**QUOTED PASSAGE:**
::::

If you'll be doing a lot of string concatenation/assembly, you really should write all your code to manage the length and current position as you go. Instead of:

strcpy(out, str1);
strcat(out, str2);
strcat(out, str3);
...

You should be doing something like:

size_t l, n = outsize;
char *s = out;

l = strlen(str1);
if (l>=outsize) goto error;
strcpy(s, str1);
s += l;
n -= l;

l = strlen(str2);
if (l>=outsize) goto error;
strcpy(s, str2);
s += l;
n -= l;

...

Alternatively you could avoid modifying the pointer by keeping a current index i of type size_t and using out+i, or you could avoid the use of size variables by keeping a pointer to the end of the buffer and doing things like if (l>=end-s) goto error;.

Note that, whichever approach you choose, the redundancy can be condensed by writing your own (simple) functions that take pointers to the position/size variable and call the standard library, for instance something like:

if (!my_strcpy(&s, &n, str1)) goto error;

Avoiding strcat also has performance benefits; see Schlemiel the Painter's algorithm.

Finally, you should note that a good 75% of the string copying and assembly people perform in C is utterly useless. My theory is that the people doing it come from backgrounds in script languages where putting together strings is what you do all the time, but in C it's not useful that often. In many cases, you can get by with never copying strings at all, using the original copies instead, and get much better performance and simpler code at the same time. I'm reminded of a recent SO question where OP was using regexec to match a regular expression, then copying out the result just to print it, something like:

char *tmp = malloc(match.end-match.start+1);
memcpy(tmp, src+match.start, match.end-match.start);
tmp[match.end-match.start] = 0;
printf("%s\n", tmp);
free(tmp);

The same thing can be accomplished with:

printf("%.*s\m", match.end-match.start, src+match.start);

No allocations, no cleanup, no error cases (the original code crashed if malloc failed).

::::

**STATED TASK 1:** Translate this sentence from the post on string handling in C into Spanish: "Finally, you should note that a good 75% of the string copying and assembly people perform in C is utterly useless."
The rows have nothing to do with the text above.

::::

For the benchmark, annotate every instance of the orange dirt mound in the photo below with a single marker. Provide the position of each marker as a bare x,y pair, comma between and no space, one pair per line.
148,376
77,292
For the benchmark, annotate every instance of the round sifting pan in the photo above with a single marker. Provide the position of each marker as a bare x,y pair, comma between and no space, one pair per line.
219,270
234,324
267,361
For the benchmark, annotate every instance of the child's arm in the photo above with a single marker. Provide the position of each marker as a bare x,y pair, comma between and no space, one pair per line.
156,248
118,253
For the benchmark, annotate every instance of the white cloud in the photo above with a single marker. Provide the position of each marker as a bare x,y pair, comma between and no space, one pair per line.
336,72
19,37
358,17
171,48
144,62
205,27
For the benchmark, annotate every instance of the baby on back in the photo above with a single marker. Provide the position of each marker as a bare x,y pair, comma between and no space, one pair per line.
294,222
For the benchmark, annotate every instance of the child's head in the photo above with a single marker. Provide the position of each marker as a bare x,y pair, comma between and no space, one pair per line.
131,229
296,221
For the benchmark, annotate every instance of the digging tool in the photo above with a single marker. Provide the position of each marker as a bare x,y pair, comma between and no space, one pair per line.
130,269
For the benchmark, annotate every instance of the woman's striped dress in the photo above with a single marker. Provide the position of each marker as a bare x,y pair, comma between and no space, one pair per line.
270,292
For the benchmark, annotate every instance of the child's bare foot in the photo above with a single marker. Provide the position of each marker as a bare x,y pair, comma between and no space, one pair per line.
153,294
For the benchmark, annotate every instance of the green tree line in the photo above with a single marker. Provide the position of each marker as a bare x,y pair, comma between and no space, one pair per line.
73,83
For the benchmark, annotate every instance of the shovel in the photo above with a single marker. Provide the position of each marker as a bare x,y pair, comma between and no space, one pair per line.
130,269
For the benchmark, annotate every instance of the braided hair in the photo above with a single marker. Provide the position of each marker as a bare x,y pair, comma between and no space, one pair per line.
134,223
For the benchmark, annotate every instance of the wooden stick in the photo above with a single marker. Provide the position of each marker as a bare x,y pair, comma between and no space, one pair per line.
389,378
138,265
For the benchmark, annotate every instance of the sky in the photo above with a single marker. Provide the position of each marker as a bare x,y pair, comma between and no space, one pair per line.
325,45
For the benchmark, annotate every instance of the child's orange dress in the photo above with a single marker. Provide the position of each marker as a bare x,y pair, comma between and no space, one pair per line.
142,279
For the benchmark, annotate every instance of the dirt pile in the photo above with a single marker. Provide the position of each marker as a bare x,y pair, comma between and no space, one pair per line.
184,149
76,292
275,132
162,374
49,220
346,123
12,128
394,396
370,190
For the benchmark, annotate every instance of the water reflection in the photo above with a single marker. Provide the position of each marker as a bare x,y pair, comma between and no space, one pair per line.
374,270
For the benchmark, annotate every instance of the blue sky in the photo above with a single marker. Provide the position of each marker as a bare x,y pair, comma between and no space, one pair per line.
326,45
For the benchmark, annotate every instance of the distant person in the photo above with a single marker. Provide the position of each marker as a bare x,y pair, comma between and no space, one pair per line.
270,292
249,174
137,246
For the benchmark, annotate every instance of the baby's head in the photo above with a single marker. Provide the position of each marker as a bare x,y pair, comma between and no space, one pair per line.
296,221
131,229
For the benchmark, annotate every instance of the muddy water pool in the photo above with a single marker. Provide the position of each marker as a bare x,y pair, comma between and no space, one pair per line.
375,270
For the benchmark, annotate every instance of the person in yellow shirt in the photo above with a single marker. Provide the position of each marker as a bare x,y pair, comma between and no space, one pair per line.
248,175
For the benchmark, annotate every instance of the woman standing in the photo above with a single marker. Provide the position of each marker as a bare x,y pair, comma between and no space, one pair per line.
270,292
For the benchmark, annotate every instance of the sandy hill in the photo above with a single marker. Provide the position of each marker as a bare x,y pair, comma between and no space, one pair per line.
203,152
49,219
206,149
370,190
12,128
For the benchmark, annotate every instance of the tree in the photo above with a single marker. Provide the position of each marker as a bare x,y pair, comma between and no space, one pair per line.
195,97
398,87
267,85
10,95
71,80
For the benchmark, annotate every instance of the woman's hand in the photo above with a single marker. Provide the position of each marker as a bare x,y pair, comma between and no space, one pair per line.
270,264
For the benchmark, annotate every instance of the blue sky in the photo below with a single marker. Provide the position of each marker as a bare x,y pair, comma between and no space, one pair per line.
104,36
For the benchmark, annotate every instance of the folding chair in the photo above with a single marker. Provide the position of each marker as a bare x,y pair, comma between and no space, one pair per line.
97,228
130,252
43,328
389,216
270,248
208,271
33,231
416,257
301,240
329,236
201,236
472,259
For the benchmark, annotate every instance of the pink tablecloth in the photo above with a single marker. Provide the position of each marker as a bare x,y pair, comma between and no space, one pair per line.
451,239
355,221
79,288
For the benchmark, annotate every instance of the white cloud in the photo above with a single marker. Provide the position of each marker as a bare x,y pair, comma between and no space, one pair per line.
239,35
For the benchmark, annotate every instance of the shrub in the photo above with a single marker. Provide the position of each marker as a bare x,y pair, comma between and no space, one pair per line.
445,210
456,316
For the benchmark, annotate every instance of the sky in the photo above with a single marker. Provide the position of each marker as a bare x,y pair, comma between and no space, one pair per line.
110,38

::::

**STATED TASK 2:** Rewrite the rows from the line holding "For the benchmark, annotate every instance of the folding" through the end of the rows, both included, putting "evaluation" in place of "benchmark" and changing nothing else. Return only those lines.

**EXPECTED ANSWER 1:** Por último, cabe señalar que un buen 75 % de la copia y el ensamblaje de cadenas que la gente realiza en C es completamente inútil.

**EXPECTED ANSWER 2:**
For the evaluation, annotate every instance of the folding chair in the photo above with a single marker. Provide the position of each marker as a bare x,y pair, comma between and no space, one pair per line.
97,228
130,252
43,328
389,216
270,248
208,271
33,231
416,257
301,240
329,236
201,236
472,259
For the evaluation, annotate every instance of the pink tablecloth in the photo above with a single marker. Provide the position of each marker as a bare x,y pair, comma between and no space, one pair per line.
451,239
355,221
79,288
For the evaluation, annotate every instance of the white cloud in the photo above with a single marker. Provide the position of each marker as a bare x,y pair, comma between and no space, one pair per line.
239,35
For the evaluation, annotate every instance of the shrub in the photo above with a single marker. Provide the position of each marker as a bare x,y pair, comma between and no space, one pair per line.
445,210
456,316
For the evaluation, annotate every instance of the sky in the photo above with a single marker. Provide the position of each marker as a bare x,y pair, comma between and no space, one pair per line.
110,38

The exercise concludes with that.